───── 存储数据

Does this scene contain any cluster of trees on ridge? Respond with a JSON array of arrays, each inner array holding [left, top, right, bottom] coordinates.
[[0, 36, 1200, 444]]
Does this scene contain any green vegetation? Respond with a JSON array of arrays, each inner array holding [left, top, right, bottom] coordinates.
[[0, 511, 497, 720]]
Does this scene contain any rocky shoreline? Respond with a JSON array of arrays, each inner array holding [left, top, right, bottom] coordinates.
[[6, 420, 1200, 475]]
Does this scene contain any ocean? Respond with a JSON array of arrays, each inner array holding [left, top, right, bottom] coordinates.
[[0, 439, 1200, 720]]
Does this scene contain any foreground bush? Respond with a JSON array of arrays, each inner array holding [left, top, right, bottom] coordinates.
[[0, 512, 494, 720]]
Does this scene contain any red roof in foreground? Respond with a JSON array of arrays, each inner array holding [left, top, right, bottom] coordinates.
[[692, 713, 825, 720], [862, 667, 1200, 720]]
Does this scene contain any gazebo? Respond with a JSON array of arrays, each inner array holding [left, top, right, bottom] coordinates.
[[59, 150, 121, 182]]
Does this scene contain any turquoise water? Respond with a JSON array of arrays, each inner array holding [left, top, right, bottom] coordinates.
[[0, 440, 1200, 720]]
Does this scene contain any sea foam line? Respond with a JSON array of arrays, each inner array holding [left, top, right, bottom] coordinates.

──────────

## 任务说明
把上方全部条目转换为 Markdown 表格，设“行号”和“行内容”两列，每个非空行占一行，略去空行。

## 答案
| 行号 | 行内容 |
|---|---|
| 1 | Does this scene contain any cluster of trees on ridge? Respond with a JSON array of arrays, each inner array holding [left, top, right, bottom] coordinates. |
| 2 | [[0, 36, 1200, 444]] |
| 3 | Does this scene contain any green vegetation? Respond with a JSON array of arrays, each inner array holding [left, top, right, bottom] coordinates. |
| 4 | [[0, 511, 497, 720]] |
| 5 | Does this scene contain any rocky shoreline? Respond with a JSON array of arrays, each inner array holding [left, top, right, bottom] coordinates. |
| 6 | [[6, 420, 1200, 475]] |
| 7 | Does this scene contain any ocean? Respond with a JSON array of arrays, each inner array holding [left, top, right, bottom] coordinates. |
| 8 | [[0, 439, 1200, 720]] |
| 9 | Does this scene contain any foreground bush? Respond with a JSON array of arrays, each inner array holding [left, top, right, bottom] coordinates. |
| 10 | [[0, 512, 494, 720]] |
| 11 | Does this scene contain any red roof in foreground? Respond with a JSON array of arrays, each inner array holding [left, top, right, bottom] coordinates. |
| 12 | [[692, 713, 825, 720], [862, 667, 1200, 720]] |
| 13 | Does this scene contain any gazebo? Respond with a JSON array of arrays, each inner array holding [left, top, right, bottom] coordinates. |
| 14 | [[59, 150, 121, 182]] |
| 15 | Does this scene contain any turquoise water? Respond with a JSON array of arrays, each inner array holding [left, top, right, bottom] coordinates. |
| 16 | [[0, 440, 1200, 720]] |
| 17 | Does this scene contain any sea foam line? Respond with a JSON array of arrays, each inner array holding [left, top, right, bottom] coordinates. |